Many of us seldom think about who—or what— is watching us as we browse the internet. Many websites make use of cookies, which are snippets of code that help keep track of data such as passwords or shopping cart items while you browse the site. While cookies are mostly harmless, similar technologies can be deployed to mine your personal data to gain access to your not only your personal, but work accounts. Keeping your and your staff’s personal data safe on hospital medical computers is crucial to preventing system-wide hacks that can lead to extortion, or worse.
How Do Hackers Infiltrate Medical Computer Networks?
While it’s fun to think of hackers as super-smart, leather trench coat wearing folks sitting behind multiple monitors smashing away at keyboards, the reality of hacking is that many hackers rely on their victim’s human errors. Phishing emails, short and easy-to-guess passwords, and outdated software can turn one medical computer on your network into a hacker’s playground.
- Phishing emails are designed to appear as legitimate emails, often giving off the impression of being sent by a supervisor, IT, or even a friend. These emails typically give a long, contriving explanation as to why certain sensitive data needs to be sent to the phisher immediately. Users of medical computers who are not trained to detect such emails are lured into the false urgency of the email, and send off their personal information without thinking about who it is going to.
- There are many misconceptions about passwords, namely that having difficult, complex passwords is the best way to protect your data. While complexity is a factor of how hard a password is for hackers to guess, it often leads to personnel forgetting their passwords to their medical computers and having to constantly reset them.
- Outdated software on your medical computers constitutes one of the easiest backdoors that hackers have into your network. Outdated software is susceptible due to hackers having more time to figure out how to hack into the software, and being able to use the same method across multiple medical computers.
What Damage Can Hackers Do To Medical Computer Networks?
Simply put: it’s a hacker’s world, we’re just living in it. Charles Henderson, global head of IBM’s hacking unit X-Force Red, took to the stage at this year’s Blackhat cybersecurity conference and hacked an ATM, turning it into a cash dispenser in just a few minutes. If a computer exists, it can be hacked and likewise, your medical computers can be hacked. But it’s not just medical computers either, even pacemakers or insulin pumps can be hacked by nefarious folk.

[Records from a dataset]
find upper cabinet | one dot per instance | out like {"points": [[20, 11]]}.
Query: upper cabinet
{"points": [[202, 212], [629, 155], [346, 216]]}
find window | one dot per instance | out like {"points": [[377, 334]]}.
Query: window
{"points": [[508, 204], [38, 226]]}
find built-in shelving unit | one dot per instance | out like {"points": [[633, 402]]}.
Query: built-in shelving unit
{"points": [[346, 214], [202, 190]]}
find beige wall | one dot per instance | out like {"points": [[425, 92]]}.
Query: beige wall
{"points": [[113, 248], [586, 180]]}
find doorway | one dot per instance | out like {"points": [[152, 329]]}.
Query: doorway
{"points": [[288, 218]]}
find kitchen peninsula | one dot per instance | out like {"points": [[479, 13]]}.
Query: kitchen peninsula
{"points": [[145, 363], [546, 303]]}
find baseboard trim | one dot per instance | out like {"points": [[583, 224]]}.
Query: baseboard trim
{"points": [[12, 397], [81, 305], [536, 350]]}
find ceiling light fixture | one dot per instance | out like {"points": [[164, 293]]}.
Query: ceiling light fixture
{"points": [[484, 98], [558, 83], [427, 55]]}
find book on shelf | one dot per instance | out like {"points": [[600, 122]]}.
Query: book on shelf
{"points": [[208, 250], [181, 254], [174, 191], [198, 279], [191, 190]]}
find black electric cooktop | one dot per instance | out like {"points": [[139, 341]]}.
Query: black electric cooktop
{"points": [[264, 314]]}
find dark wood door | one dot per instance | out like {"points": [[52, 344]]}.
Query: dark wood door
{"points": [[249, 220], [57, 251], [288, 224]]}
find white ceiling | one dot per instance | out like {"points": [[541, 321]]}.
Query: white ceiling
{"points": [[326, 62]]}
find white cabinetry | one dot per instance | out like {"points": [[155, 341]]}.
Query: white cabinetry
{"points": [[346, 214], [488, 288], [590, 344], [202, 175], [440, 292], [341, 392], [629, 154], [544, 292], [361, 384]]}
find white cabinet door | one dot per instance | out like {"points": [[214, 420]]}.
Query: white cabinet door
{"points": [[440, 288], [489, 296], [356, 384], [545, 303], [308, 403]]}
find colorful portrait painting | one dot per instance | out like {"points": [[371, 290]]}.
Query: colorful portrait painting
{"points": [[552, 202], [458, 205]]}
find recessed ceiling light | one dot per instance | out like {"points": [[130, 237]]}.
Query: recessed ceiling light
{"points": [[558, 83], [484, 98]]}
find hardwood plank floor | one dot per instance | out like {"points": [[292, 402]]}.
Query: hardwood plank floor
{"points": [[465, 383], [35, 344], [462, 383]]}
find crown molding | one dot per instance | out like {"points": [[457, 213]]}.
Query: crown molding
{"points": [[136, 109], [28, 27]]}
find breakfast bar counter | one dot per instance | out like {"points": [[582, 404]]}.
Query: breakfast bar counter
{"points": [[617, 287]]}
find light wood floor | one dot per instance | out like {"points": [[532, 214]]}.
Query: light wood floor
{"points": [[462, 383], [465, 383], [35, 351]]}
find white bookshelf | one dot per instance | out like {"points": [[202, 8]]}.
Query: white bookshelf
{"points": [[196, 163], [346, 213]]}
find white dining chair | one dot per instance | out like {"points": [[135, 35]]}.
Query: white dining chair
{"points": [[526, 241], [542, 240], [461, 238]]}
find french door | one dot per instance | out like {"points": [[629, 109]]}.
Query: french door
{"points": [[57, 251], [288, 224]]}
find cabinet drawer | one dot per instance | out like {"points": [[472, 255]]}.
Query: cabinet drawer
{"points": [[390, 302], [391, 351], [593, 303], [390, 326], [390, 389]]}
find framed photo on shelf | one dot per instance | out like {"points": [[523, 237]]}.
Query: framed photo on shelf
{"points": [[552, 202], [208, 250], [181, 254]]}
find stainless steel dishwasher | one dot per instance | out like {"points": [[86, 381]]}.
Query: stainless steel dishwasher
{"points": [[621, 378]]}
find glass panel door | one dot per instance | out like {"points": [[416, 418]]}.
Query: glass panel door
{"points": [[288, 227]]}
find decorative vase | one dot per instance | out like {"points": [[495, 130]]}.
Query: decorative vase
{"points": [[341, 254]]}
==
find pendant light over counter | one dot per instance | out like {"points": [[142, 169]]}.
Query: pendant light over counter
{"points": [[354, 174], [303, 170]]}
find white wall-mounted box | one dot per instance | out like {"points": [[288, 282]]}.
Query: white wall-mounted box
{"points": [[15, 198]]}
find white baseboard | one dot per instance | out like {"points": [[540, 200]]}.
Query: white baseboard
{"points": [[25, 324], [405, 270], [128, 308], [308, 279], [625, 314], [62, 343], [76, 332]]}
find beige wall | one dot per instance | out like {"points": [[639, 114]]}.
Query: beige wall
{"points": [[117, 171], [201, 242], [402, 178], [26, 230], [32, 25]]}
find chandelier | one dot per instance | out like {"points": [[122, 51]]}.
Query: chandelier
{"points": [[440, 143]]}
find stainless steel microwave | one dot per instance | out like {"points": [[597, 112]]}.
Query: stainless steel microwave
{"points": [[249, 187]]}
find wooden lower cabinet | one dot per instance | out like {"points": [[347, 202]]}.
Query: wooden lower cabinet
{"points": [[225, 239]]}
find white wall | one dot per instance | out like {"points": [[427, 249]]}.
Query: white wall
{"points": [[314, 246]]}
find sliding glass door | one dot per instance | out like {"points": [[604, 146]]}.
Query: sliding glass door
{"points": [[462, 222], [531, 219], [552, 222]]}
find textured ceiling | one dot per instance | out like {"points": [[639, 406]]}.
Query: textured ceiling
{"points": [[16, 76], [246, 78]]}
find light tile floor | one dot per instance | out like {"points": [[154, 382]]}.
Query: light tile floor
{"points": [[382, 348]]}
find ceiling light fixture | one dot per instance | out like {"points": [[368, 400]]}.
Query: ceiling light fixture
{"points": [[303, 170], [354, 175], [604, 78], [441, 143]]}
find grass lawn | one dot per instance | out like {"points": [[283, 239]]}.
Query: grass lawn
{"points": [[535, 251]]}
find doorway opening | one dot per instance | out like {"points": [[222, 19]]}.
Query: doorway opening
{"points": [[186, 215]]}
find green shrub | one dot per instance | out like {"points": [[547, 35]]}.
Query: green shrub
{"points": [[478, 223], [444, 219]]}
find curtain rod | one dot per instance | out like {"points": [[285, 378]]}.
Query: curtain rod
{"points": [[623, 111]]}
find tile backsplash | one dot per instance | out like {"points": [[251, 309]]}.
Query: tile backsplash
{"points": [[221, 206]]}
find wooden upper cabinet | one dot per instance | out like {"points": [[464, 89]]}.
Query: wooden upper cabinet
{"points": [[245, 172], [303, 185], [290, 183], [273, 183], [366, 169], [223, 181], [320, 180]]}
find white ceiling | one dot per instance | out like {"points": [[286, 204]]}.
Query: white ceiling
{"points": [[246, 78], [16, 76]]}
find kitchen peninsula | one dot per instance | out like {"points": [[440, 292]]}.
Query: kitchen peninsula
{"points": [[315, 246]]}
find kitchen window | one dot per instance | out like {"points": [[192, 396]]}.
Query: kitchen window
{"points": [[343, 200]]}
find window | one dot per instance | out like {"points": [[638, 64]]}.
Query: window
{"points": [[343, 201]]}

▸ Activity:
Render this sentence from the article on medical computer security into Spanish: "Outdated software on your medical computers constitutes one of the easiest backdoors that hackers have into your network."

▸ Answer area:
El software desactualizado en sus computadoras médicas constituye una de las puertas traseras más fáciles que tienen los hackers para entrar en su red.